• _Problem_: Reproduce the rows from the line with "Segment white cloth in the image above." to the line with "[385,64,425,111]", including the requests unchanged. In the answers, multiply every bounding-box coordinate by 1.65 and round to the nearest whole number, with halves rounded up.

• _Given data_:
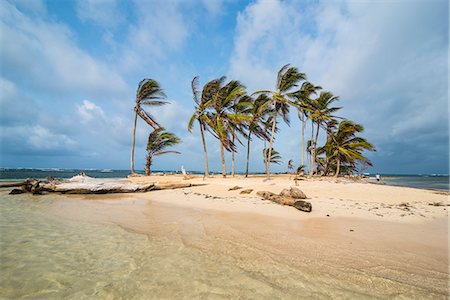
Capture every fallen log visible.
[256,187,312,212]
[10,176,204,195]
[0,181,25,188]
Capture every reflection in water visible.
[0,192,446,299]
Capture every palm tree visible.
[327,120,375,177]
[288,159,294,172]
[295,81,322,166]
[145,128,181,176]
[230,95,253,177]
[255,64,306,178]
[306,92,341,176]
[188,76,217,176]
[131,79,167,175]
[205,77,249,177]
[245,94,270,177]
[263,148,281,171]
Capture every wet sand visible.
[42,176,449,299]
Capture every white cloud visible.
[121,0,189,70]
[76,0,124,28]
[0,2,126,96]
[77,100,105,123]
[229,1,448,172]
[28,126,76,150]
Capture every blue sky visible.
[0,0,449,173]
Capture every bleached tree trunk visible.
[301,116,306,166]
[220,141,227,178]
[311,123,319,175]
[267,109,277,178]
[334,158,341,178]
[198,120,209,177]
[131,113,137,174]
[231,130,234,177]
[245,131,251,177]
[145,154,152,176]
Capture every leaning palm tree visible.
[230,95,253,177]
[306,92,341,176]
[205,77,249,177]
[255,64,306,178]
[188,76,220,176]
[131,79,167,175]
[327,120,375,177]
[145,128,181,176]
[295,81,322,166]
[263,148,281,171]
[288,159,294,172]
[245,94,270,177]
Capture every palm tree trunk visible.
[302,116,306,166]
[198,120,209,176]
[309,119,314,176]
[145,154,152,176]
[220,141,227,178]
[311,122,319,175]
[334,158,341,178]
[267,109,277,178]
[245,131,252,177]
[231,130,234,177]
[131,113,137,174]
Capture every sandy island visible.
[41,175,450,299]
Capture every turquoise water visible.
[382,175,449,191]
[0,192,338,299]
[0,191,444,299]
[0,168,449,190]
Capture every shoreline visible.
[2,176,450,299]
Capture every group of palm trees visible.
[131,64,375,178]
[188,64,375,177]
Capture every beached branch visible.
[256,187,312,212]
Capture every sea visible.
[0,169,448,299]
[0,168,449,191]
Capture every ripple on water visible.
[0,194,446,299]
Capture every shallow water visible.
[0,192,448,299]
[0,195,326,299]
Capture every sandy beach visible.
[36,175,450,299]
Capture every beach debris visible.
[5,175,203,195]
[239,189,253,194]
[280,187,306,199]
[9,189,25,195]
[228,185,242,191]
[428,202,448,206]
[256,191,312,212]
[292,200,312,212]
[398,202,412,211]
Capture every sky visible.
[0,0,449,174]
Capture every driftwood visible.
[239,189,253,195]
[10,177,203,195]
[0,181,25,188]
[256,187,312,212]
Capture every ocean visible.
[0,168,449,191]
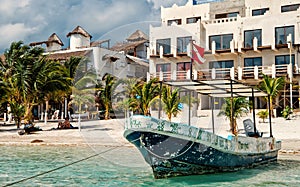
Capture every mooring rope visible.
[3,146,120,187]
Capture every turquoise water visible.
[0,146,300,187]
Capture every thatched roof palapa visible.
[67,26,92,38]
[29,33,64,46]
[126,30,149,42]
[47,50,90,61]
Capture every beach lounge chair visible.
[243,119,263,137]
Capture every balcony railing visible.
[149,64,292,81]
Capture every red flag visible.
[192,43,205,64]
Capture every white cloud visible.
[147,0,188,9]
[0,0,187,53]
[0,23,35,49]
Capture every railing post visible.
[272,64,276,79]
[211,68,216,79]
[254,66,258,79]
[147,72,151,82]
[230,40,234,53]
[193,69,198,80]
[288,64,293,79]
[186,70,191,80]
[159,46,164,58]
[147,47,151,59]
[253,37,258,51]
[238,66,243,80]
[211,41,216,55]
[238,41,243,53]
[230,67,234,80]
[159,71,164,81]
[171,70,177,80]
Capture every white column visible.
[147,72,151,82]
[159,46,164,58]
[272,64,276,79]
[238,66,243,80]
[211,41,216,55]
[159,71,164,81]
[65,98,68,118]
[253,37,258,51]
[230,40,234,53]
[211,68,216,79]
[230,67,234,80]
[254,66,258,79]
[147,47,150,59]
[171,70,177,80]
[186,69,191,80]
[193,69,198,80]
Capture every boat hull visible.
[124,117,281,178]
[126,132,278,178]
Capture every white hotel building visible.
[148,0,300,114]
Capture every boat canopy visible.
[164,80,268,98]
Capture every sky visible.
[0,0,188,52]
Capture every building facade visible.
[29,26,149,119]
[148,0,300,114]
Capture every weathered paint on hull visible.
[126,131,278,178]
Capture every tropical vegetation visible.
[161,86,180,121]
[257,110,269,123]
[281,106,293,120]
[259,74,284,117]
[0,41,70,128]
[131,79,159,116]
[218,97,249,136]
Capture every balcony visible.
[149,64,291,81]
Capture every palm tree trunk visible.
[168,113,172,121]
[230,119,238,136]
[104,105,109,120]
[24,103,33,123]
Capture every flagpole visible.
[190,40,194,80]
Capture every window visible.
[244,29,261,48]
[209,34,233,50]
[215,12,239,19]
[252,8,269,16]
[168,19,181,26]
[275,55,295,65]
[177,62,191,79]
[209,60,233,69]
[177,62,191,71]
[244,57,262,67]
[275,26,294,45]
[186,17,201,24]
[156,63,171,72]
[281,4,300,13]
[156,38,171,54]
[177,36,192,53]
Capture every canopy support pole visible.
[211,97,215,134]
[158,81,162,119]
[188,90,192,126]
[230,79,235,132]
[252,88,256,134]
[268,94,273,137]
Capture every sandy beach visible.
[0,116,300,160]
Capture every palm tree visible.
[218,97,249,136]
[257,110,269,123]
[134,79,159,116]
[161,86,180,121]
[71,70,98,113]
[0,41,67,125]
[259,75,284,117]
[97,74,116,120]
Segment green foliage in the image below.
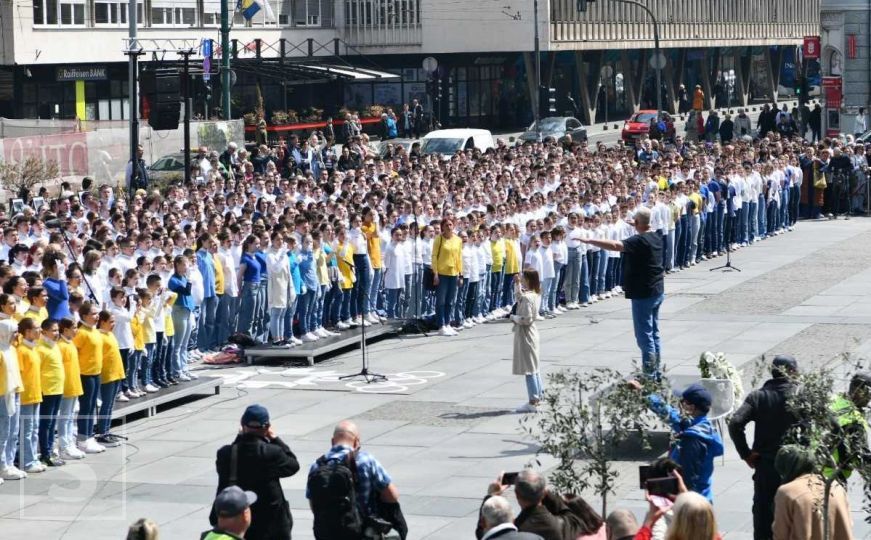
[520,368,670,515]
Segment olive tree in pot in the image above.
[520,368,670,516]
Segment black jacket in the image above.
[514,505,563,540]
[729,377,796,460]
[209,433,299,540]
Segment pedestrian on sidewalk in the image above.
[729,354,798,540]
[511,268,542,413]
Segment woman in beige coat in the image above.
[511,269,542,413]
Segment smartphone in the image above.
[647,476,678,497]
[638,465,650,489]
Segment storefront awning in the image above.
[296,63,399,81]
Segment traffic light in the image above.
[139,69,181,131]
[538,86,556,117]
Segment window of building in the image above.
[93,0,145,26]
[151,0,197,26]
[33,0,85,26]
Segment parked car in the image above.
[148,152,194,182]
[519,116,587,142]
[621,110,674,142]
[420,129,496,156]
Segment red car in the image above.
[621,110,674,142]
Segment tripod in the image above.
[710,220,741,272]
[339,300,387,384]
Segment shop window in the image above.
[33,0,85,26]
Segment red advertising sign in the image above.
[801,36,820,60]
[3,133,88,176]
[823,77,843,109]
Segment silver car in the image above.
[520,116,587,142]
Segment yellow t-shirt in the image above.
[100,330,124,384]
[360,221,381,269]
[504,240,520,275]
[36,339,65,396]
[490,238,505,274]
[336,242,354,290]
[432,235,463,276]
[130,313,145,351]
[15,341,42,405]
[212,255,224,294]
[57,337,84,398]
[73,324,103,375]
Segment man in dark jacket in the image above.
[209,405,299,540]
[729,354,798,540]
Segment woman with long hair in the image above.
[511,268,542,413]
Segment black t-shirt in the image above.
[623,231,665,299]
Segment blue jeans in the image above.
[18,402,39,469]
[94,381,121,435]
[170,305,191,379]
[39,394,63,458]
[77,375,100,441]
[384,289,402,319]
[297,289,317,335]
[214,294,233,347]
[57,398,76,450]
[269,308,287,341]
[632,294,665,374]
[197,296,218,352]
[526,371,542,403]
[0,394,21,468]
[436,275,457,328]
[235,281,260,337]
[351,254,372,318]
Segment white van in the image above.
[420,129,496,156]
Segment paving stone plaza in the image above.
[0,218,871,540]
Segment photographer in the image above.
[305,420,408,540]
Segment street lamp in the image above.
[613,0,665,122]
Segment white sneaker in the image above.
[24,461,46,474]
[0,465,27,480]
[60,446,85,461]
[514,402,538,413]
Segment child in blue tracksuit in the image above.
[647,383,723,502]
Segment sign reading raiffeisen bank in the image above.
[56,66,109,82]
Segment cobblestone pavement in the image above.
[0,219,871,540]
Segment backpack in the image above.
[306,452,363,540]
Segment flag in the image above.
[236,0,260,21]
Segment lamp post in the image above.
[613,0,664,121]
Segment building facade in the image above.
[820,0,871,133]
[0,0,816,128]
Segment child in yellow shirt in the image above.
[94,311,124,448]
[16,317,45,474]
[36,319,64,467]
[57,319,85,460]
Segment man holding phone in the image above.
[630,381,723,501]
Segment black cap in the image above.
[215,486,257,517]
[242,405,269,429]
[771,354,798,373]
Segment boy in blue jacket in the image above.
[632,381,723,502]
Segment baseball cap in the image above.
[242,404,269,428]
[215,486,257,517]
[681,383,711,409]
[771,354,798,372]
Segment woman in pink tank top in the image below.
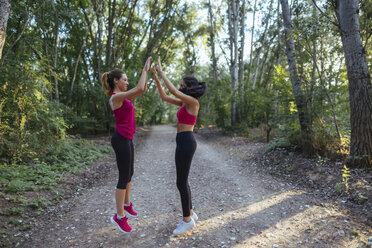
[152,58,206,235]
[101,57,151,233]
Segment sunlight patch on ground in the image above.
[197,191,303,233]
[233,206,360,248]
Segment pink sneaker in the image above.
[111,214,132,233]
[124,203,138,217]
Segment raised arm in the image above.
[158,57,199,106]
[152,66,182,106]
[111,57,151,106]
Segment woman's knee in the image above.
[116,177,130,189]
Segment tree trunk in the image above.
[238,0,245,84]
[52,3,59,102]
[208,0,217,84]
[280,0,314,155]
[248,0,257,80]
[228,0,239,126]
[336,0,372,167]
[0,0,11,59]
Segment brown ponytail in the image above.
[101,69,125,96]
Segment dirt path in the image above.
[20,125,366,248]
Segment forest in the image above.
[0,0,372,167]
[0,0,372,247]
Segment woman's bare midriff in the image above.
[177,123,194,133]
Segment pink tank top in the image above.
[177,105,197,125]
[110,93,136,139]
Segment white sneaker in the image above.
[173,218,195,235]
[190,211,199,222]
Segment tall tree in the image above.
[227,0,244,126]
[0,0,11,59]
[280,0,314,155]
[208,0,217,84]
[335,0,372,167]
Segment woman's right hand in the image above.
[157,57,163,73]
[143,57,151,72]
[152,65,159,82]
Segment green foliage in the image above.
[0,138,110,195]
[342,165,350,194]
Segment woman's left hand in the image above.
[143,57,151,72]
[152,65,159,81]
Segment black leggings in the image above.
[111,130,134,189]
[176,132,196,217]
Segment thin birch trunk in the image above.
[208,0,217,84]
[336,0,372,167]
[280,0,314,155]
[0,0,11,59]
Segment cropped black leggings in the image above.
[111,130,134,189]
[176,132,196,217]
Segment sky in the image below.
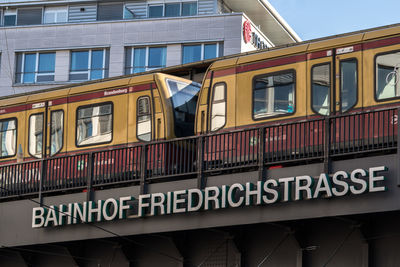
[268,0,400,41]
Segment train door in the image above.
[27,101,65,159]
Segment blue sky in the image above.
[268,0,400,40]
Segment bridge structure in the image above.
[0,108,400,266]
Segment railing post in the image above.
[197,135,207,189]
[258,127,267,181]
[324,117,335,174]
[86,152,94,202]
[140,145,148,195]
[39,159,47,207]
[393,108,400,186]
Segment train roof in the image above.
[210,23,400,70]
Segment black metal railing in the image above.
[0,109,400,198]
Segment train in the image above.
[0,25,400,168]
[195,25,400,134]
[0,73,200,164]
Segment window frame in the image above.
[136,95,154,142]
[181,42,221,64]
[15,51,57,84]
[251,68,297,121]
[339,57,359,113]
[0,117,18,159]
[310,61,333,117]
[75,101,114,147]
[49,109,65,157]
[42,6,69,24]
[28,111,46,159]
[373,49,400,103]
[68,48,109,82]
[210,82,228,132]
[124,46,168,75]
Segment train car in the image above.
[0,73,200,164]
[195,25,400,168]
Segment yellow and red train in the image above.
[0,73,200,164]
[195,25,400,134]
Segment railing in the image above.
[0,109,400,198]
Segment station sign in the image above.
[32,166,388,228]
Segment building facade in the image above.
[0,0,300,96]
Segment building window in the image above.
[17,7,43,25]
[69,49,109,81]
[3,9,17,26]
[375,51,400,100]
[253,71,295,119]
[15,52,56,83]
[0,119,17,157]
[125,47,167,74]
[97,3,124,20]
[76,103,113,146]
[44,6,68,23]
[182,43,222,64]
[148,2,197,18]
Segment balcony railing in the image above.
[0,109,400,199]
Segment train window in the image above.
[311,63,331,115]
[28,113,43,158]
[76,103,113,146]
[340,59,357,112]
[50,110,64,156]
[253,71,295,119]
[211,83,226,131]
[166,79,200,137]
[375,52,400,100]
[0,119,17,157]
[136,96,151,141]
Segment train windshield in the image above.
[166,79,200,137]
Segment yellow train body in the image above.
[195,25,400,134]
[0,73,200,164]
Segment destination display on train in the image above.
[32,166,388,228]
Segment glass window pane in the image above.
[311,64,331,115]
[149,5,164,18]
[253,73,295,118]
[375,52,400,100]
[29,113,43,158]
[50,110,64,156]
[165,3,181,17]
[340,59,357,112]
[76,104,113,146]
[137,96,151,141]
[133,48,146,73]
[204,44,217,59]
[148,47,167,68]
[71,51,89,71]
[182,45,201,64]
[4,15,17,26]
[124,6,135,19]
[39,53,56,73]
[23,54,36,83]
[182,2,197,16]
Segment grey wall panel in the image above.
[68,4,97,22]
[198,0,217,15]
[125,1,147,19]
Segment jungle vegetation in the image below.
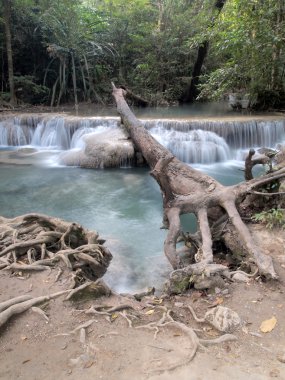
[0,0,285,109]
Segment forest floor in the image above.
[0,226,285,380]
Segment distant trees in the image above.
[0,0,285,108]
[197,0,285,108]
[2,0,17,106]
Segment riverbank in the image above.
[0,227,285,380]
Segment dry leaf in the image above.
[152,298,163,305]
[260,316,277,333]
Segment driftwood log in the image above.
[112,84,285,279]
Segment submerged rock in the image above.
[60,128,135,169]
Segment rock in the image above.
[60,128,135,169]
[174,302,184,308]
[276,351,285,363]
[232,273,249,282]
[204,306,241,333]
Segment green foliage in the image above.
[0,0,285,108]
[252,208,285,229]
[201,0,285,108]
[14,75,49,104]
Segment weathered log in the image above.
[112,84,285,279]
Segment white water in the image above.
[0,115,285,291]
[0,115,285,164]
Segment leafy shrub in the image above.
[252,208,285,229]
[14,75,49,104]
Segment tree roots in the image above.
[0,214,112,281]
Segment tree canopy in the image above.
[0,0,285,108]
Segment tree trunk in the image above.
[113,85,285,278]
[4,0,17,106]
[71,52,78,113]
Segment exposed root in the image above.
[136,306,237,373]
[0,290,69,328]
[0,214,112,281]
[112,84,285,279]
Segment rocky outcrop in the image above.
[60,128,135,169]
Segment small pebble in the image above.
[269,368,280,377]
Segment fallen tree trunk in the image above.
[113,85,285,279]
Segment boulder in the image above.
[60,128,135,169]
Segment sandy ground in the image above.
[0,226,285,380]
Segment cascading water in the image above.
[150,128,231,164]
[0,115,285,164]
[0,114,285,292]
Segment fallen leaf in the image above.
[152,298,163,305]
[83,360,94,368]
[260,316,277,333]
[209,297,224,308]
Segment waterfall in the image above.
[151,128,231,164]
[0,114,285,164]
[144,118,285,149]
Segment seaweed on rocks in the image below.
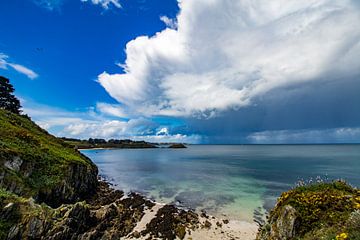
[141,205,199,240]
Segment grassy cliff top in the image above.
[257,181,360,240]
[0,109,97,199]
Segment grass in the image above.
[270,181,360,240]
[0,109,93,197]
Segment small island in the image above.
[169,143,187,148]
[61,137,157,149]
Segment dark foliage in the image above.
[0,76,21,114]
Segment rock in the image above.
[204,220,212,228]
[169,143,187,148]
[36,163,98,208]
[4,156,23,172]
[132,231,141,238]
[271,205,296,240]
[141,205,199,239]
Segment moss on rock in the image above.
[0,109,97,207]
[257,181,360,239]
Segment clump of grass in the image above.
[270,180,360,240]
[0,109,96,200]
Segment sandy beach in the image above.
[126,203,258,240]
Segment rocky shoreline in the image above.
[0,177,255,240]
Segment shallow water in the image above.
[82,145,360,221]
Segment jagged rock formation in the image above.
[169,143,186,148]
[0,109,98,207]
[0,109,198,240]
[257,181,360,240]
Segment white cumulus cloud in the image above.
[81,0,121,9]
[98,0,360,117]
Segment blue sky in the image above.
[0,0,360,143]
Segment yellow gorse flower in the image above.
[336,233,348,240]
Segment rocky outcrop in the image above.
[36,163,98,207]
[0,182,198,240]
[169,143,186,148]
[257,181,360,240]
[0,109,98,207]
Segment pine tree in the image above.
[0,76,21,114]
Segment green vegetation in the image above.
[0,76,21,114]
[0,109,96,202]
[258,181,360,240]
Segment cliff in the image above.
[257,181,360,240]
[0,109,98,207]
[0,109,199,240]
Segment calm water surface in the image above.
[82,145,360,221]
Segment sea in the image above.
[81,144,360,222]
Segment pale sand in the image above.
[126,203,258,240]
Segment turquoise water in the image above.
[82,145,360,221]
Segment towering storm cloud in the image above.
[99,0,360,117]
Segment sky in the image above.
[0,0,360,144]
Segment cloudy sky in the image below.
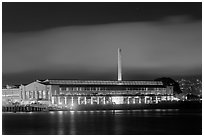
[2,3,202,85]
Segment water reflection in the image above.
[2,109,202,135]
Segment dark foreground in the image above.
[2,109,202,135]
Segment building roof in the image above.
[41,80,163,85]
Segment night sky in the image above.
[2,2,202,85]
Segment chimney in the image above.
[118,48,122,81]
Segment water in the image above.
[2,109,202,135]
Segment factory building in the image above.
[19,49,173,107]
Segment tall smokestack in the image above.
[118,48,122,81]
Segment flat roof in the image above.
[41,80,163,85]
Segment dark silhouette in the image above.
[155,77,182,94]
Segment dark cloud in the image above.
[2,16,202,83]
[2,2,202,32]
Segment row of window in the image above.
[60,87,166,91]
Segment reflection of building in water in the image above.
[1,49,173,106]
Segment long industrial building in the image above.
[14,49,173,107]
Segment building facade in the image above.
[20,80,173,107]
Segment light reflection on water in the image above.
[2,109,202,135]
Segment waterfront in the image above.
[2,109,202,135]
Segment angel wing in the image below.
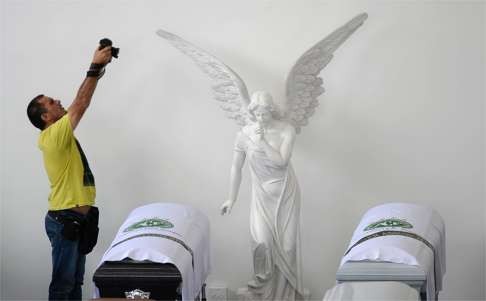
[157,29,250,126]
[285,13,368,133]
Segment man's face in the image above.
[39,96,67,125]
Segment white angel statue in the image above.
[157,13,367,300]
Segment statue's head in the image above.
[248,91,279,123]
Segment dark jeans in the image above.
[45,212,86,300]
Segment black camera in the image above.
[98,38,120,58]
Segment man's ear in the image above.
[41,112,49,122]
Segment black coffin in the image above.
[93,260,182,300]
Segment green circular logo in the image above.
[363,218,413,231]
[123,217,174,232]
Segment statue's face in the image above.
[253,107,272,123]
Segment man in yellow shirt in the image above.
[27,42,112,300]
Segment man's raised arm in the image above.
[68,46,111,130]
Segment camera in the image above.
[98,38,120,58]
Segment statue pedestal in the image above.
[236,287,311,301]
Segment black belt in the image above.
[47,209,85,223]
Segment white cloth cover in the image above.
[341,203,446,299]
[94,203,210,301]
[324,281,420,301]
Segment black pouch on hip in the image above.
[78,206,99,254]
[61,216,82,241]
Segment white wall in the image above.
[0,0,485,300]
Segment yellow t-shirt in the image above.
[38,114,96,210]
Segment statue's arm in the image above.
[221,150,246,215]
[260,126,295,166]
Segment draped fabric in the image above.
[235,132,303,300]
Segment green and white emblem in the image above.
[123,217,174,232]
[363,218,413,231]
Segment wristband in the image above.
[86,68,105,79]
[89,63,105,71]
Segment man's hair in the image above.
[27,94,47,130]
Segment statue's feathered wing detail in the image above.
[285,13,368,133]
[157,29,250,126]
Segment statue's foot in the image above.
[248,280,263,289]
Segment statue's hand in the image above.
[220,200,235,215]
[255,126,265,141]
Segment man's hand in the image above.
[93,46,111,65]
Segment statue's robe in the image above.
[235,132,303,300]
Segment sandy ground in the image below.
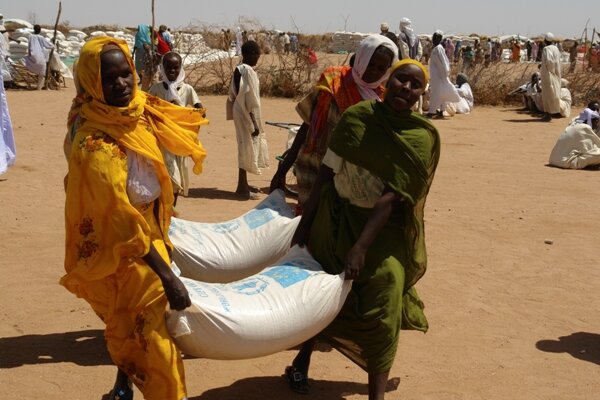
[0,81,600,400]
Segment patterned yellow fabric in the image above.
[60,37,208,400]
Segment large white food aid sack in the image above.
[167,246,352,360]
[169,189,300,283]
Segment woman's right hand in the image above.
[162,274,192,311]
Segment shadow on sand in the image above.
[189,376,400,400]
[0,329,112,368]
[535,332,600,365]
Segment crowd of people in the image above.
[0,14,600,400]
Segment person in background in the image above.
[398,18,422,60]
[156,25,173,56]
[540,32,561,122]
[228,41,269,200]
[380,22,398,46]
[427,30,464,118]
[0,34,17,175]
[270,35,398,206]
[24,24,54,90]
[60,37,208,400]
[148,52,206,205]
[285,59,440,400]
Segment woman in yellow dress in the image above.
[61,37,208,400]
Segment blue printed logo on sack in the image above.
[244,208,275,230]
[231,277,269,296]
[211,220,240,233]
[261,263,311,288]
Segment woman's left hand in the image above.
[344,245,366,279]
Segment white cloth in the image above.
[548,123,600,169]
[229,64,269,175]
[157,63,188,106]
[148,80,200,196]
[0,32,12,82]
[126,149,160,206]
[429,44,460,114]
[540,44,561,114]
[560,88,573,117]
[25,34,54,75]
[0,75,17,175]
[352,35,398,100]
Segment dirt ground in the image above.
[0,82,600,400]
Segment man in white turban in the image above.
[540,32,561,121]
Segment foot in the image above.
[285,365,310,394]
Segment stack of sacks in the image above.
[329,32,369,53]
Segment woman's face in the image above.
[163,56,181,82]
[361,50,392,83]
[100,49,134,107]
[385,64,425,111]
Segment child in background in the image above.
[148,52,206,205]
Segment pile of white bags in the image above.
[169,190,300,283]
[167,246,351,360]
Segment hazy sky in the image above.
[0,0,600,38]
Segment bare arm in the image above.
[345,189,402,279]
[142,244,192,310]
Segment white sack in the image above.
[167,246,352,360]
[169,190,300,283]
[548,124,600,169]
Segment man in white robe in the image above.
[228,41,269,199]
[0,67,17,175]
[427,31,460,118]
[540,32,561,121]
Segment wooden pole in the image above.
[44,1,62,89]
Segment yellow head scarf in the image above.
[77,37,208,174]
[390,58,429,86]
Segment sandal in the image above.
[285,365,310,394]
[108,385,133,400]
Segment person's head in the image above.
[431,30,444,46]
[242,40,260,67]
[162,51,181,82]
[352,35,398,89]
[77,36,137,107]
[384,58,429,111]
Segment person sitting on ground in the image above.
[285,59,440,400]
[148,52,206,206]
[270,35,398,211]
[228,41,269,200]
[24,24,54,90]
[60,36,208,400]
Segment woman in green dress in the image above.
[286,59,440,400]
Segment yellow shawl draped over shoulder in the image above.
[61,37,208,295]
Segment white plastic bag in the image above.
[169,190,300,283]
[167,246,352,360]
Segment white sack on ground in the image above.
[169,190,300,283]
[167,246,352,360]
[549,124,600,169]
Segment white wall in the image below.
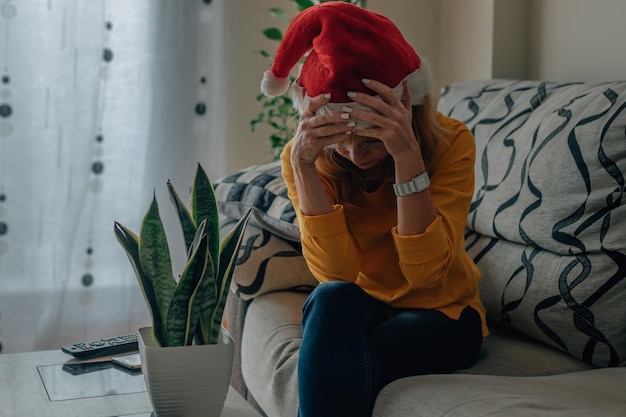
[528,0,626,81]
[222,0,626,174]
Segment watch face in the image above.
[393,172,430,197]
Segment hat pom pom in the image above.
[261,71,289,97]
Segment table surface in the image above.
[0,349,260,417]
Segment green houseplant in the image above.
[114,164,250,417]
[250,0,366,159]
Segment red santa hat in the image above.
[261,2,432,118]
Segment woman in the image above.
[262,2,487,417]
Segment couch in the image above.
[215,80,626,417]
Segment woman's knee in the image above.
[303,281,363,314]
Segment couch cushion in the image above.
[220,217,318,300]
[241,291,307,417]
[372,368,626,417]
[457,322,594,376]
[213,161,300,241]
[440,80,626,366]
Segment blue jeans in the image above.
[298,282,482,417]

• _Written reply_:
Segment white cloth in the image above.
[904,203,990,279]
[378,106,444,289]
[259,104,310,175]
[244,132,330,323]
[0,53,20,135]
[208,246,264,340]
[708,73,759,188]
[891,73,926,188]
[924,145,945,193]
[41,56,89,124]
[0,124,28,289]
[581,58,657,165]
Segment dirt ground in the image above.
[0,135,990,660]
Segment man in white turban in the image above.
[891,53,926,200]
Segment foot in the image above.
[470,602,512,650]
Segment stack of sacks in the image above.
[543,53,609,87]
Segment woman's face in the image above.
[269,92,299,135]
[596,83,647,137]
[165,81,221,177]
[635,106,701,183]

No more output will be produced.